> _DATA SUPPLIED_
------------------------

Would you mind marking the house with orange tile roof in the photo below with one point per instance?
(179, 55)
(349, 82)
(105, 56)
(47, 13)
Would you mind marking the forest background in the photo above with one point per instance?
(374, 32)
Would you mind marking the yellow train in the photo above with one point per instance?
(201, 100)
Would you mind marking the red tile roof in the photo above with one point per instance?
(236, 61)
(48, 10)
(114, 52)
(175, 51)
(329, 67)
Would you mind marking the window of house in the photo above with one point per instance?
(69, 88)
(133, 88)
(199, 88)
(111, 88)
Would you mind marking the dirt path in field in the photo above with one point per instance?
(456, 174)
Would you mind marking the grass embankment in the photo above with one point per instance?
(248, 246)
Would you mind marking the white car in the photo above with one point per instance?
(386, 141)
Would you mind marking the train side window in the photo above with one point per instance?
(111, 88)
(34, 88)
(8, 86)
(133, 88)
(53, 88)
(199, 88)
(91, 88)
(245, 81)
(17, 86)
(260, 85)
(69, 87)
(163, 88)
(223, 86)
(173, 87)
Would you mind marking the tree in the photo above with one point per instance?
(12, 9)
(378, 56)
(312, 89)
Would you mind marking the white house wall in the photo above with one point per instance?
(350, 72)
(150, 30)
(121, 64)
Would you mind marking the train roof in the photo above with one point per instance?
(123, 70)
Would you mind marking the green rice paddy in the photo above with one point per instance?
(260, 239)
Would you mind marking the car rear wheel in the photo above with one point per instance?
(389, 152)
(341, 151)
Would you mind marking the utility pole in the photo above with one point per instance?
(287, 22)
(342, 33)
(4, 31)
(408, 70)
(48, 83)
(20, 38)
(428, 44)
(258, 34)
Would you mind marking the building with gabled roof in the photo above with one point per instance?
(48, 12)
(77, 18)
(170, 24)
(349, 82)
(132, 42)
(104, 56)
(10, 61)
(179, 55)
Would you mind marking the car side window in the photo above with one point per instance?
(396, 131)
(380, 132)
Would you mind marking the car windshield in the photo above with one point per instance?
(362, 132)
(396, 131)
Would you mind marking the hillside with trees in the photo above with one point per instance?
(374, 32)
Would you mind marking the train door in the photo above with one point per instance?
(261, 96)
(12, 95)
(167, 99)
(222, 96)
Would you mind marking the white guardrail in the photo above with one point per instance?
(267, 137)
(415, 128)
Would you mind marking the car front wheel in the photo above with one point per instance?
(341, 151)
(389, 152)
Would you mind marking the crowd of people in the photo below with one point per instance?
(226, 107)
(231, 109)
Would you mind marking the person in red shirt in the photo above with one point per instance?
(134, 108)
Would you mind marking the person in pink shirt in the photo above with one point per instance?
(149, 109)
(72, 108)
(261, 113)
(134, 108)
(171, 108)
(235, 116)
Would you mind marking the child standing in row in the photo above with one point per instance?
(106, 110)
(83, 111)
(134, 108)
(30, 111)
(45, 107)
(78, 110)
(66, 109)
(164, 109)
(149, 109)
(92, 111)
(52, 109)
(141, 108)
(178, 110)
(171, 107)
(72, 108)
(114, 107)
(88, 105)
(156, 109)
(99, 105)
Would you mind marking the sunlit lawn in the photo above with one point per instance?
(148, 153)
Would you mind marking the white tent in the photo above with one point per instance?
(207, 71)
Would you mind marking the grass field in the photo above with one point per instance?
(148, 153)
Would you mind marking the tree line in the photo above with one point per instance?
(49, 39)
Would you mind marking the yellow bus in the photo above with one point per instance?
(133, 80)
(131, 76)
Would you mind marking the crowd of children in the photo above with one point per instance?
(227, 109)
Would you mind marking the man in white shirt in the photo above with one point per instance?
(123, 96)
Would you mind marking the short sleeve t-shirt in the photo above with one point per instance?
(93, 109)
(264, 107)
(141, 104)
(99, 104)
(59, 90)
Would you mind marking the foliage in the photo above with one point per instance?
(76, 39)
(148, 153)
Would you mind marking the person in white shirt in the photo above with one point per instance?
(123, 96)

------------------------

> _EXERCISE REQUIREMENTS_
Copy out the records shown above, every one, exactly.

> _RESULT OF THIS EXERCISE_
Would you mind marking the house with orange tile roof in the photo below with one point per instance?
(179, 55)
(349, 82)
(105, 56)
(47, 13)
Would you mind marking the forest background in the photo above with one point per instance?
(374, 32)
Would you mind marking the yellow train in the photo above with one point per instance?
(201, 100)
Would you mind marking the red tile roof in the photo above with one point per instance?
(236, 61)
(48, 10)
(114, 52)
(175, 51)
(329, 67)
Would you mind marking the window of house in the photo above with one point per instance?
(69, 88)
(133, 88)
(199, 88)
(111, 88)
Would you mind marking the dirt path in field in the photo above with one point per instance?
(456, 174)
Would you mind marking the grass embankment in the photo above with one point per instance?
(248, 246)
Would you mind marking the white car in the photo above with one point per instance?
(386, 141)
Would you mind marking the train side window in the photo above with one point per instance?
(111, 88)
(34, 88)
(8, 86)
(133, 88)
(53, 88)
(199, 88)
(91, 88)
(245, 81)
(17, 86)
(260, 85)
(69, 87)
(163, 88)
(223, 86)
(173, 87)
Would you mind marking the tree in the photo above with one point per instance?
(12, 9)
(378, 56)
(312, 89)
Would you mind marking the white house wall in the photo above with one point per instance?
(350, 72)
(150, 30)
(121, 64)
Would you mind marking the train roof in the photo above with one point per instance?
(123, 70)
Would you mind marking the green rice paddy in the photo above with one point per instance?
(260, 239)
Would you mind marking the car rear wheel in the photo above with one point per instance?
(389, 152)
(341, 151)
Would you mind marking the utility pole in the photo above with one point per instance?
(287, 22)
(342, 33)
(4, 31)
(408, 70)
(48, 83)
(20, 38)
(428, 44)
(258, 34)
Would you mind marking the building with gabled roof in the photo above with one point per instance?
(48, 12)
(77, 18)
(170, 24)
(349, 82)
(132, 42)
(104, 56)
(10, 61)
(179, 55)
Would you mind marking the car side window in the photo above with one point per instance?
(396, 131)
(380, 132)
Would you mind marking the car windshield in the photo above with one point per instance?
(362, 132)
(396, 131)
Would you mind marking the hillside with trees in the photo above with one point per instance?
(374, 32)
Would you mind marking the train door in the photo above with one point per instance?
(261, 96)
(12, 95)
(167, 99)
(222, 96)
Would you mind marking the white guardrail in the photo above with one point per instance?
(267, 137)
(415, 128)
Would you mind marking the car front wheel in the photo above with one point per instance?
(341, 151)
(389, 152)
Would you mind marking the crowd of people in the photo below with one point per instance?
(226, 107)
(231, 109)
Would you mind marking the person in red shirt in the photo above with one point per instance?
(134, 108)
Would you mind marking the person in pink shirt in the photo above with one point per instance?
(149, 109)
(72, 108)
(261, 113)
(134, 108)
(171, 108)
(235, 116)
Would you mind marking the child standing in row in the photo above with one point per instance?
(106, 110)
(83, 111)
(134, 108)
(30, 111)
(45, 107)
(78, 110)
(66, 109)
(164, 109)
(149, 109)
(92, 111)
(52, 109)
(141, 108)
(178, 110)
(171, 107)
(72, 108)
(114, 107)
(88, 105)
(156, 109)
(99, 105)
Would you mind marking the sunlit lawn in the photo above with one point per instance?
(148, 153)
Would you mind marking the white tent in the photo above with one point per instance?
(207, 71)
Would you mind marking the grass field in the photo above with one point per instance?
(148, 153)
Would you mind marking the tree line in the photo above with one point per instance?
(49, 39)
Would you mind marking the yellow bus in the photo above with one point per instance?
(133, 80)
(131, 76)
Would you mind marking the crowd of children in the photo above with one point per instance?
(227, 109)
Would you mind marking the man in white shirt in the photo above with one point per instance?
(123, 96)
Would you mind marking the short sleeve t-shirt in the photo above with one point per instance?
(93, 109)
(264, 107)
(141, 104)
(99, 104)
(59, 90)
Would you mind marking the foliage in the photo above with one point per instance?
(76, 39)
(148, 153)
Would you mind marking the person in white shirt in the photo above with one point per instance?
(123, 96)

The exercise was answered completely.